Start of Data extract
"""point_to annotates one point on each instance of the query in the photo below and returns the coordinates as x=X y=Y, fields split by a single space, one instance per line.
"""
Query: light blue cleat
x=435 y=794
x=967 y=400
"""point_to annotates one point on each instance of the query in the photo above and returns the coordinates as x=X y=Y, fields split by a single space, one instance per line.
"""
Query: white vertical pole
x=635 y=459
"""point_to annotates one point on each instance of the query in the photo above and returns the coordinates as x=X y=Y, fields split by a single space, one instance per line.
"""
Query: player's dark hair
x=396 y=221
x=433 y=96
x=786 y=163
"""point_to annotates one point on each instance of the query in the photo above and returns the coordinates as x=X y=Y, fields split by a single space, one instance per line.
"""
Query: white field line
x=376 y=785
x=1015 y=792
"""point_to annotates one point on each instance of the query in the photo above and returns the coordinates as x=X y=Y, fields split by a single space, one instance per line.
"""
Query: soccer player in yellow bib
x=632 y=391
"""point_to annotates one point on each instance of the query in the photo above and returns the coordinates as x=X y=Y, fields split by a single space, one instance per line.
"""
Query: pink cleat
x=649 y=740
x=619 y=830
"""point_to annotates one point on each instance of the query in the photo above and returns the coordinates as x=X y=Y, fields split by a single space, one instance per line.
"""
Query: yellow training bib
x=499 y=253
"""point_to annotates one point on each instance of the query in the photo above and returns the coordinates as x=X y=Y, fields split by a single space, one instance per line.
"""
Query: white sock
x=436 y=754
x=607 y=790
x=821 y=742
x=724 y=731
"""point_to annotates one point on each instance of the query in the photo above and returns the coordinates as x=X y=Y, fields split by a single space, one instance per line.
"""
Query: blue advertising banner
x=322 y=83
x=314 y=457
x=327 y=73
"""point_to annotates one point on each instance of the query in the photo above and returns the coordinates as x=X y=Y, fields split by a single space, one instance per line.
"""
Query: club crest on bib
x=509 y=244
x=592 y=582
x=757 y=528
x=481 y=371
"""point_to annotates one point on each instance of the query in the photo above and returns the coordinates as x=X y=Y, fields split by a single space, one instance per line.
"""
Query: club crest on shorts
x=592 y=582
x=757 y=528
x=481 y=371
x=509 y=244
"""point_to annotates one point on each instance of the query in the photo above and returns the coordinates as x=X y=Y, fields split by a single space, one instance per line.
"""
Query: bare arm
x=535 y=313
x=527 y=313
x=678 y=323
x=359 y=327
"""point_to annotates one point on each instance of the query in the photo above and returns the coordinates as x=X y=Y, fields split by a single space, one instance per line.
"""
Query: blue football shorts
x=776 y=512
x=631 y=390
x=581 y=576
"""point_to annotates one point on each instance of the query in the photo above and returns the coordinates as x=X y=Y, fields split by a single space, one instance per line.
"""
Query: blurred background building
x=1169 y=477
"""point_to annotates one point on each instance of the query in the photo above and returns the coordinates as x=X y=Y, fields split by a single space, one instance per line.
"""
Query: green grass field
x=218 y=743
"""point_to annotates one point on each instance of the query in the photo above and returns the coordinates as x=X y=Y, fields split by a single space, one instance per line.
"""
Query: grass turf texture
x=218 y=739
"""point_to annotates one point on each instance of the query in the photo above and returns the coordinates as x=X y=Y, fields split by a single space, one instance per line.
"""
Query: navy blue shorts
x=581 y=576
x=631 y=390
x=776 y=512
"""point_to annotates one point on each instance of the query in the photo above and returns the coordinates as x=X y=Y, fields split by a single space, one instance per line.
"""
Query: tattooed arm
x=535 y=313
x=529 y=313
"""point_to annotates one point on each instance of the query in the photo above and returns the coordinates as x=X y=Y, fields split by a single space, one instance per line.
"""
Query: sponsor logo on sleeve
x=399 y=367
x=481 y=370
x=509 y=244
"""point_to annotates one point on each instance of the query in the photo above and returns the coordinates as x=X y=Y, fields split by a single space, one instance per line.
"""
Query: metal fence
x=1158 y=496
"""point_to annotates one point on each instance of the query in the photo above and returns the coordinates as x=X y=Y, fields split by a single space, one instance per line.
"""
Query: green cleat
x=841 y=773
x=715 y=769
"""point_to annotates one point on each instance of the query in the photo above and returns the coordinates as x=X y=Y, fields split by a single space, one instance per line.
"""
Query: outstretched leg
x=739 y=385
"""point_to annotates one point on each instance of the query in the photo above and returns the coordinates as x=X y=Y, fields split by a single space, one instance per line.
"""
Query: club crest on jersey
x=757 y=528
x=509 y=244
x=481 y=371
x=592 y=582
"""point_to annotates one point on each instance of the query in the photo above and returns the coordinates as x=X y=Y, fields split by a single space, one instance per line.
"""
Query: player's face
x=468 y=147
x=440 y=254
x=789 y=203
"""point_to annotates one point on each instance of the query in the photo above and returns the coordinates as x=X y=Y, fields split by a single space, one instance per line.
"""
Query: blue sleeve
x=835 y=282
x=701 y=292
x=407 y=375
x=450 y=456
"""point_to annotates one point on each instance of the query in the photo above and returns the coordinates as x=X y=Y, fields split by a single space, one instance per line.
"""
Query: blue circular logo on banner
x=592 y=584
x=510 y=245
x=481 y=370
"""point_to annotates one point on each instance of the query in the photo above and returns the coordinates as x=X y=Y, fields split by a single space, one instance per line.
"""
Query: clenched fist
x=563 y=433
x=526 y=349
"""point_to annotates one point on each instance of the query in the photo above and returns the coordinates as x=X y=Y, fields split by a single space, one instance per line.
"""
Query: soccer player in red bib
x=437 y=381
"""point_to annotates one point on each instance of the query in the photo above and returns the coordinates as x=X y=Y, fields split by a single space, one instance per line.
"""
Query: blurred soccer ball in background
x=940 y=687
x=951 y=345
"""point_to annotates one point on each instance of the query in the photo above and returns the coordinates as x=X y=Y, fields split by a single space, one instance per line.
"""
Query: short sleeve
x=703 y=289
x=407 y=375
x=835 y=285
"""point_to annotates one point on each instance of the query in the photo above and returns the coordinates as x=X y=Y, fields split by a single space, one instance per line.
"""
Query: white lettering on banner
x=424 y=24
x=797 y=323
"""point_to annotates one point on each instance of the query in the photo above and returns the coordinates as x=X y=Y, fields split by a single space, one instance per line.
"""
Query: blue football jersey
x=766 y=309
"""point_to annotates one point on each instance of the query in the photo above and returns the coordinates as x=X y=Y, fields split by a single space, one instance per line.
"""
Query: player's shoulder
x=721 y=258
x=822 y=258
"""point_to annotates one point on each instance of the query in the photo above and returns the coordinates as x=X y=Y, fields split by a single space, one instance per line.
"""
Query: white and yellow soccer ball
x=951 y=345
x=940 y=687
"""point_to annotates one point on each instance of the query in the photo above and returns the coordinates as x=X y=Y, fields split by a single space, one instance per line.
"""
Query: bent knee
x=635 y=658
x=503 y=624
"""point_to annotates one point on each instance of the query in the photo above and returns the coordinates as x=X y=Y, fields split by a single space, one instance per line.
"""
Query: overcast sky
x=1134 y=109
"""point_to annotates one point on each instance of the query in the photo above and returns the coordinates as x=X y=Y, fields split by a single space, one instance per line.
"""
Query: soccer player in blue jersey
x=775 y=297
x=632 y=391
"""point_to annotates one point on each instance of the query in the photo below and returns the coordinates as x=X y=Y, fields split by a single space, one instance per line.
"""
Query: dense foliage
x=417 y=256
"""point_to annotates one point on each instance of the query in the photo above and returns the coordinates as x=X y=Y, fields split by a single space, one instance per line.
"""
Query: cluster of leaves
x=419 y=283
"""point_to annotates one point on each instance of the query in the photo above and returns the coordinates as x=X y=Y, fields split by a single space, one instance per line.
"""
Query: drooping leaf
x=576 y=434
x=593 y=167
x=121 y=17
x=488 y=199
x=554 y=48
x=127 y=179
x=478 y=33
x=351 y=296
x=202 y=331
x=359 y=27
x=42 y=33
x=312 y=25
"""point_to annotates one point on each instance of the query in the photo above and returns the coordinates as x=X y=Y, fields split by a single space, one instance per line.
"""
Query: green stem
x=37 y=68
End of Data extract
▶ [What this task involves]:
Retype the listing word for word, from its first line up to and including the line with "x=967 y=400".

▶ [Exercise output]:
"""point_to annotates one point on each instance of the query in the photo below and returns the coordinates as x=X y=Y, fields split by a single space, one instance per line.
"""
Query: light blue cleat
x=435 y=794
x=967 y=400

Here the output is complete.